TEXTAUSZUG:
□ □ □

Irgendwann müssen wir aber "unseren" Händler besuchen. Der hat die originalen Massai-Speere, die zum Transport im Flieger ganz praktisch in drei Teile zerlegt werden können. Taschen aus Büffelleder werden für den Transport von Fleisch verwendet, Kalebassen für den Transport von Wasser. Dann werde ich in die Spezialitäten-Ecke geführt. Originale Masken, mehrere hundert Jahre alt, traditionell bemalt. Alles echt und nur für wirkliche Kenner wie mich reserviert. Ganz sicher echt sind die vielen Schmuckstücke, Ketten, Armringe, alles aus Halb-Edelsteinen, wie ich sie schon klein aber massenhaft in einer Ladung Flussand neben metallischen Partikeln (vermutlich Zinn) gesehen habe.
Naturschätze will ich mir ebenso nicht aneignen wie Kulturgut und so winden wir uns aus den Fängen unseres Händlers indem wir auf einen erneuten Besuch am nächsten Dienstag Hoffnung machen.

□ □ □

BEREITGESTELLTE DATEN:
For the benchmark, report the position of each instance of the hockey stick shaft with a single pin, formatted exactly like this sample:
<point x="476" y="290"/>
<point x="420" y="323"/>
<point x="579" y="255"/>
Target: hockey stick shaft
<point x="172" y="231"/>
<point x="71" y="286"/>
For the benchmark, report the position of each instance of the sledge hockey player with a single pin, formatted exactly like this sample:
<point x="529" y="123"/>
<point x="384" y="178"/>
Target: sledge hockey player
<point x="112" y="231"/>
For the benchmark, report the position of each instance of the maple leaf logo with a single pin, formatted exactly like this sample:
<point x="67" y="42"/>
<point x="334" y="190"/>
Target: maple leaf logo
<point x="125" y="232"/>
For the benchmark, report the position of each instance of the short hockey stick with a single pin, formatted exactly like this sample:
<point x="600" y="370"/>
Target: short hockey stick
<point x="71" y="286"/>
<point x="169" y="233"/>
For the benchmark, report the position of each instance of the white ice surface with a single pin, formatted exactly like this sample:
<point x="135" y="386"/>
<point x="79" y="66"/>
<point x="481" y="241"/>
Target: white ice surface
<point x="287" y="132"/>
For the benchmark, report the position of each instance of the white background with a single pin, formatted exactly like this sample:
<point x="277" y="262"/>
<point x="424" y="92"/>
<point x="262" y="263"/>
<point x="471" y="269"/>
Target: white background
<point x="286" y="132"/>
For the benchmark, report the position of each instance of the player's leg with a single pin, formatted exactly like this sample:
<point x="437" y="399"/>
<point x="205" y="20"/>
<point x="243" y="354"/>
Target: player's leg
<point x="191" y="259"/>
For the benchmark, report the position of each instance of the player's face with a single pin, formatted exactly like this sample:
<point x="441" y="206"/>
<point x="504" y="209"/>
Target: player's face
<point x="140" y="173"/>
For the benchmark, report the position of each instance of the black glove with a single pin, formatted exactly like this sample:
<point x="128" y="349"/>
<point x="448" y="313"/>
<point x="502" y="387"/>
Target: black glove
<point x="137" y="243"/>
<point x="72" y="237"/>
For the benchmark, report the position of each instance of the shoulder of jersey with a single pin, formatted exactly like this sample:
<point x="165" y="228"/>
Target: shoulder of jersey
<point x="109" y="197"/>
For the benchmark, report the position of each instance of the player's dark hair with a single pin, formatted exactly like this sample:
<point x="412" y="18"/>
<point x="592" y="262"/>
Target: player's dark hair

□ □ □

ZU ERLEDIGENDE AUFGABEN:
[A] Kopiere aus dem Textauszug über den Besuch beim Händler wörtlich den Abschnitt zwischen "Naturschätze will ich" und "Dienstag Hoffnung machen.", beide eingeschlossen.
[B] Gib die Zeilen der Datensätze von der Zeile mit "of the shoulder" bis zum Ende der Datensätze, beide eingeschlossen, als Markdown-Tabelle mit den Spalten "Nr." und "Zeile" wieder. Leerzeilen lässt du weg.

ERGEBNISSE JE AUFGABE:
[A]
Naturschätze will ich mir ebenso nicht aneignen wie Kulturgut und so winden wir uns aus den Fängen unseres Händlers indem wir auf einen erneuten Besuch am nächsten Dienstag Hoffnung machen.

[B]
| Nr. | Zeile |
|---|---|
| 1 | For the benchmark, report the position of each instance of the shoulder of jersey with a single pin, formatted exactly like this sample: |
| 2 | <point x="165" y="228"/> |
| 3 | Target: shoulder of jersey |
| 4 | <point x="109" y="197"/> |
| 5 | For the benchmark, report the position of each instance of the player's dark hair with a single pin, formatted exactly like this sample: |
| 6 | <point x="412" y="18"/> |
| 7 | <point x="592" y="262"/> |
| 8 | Target: player's dark hair |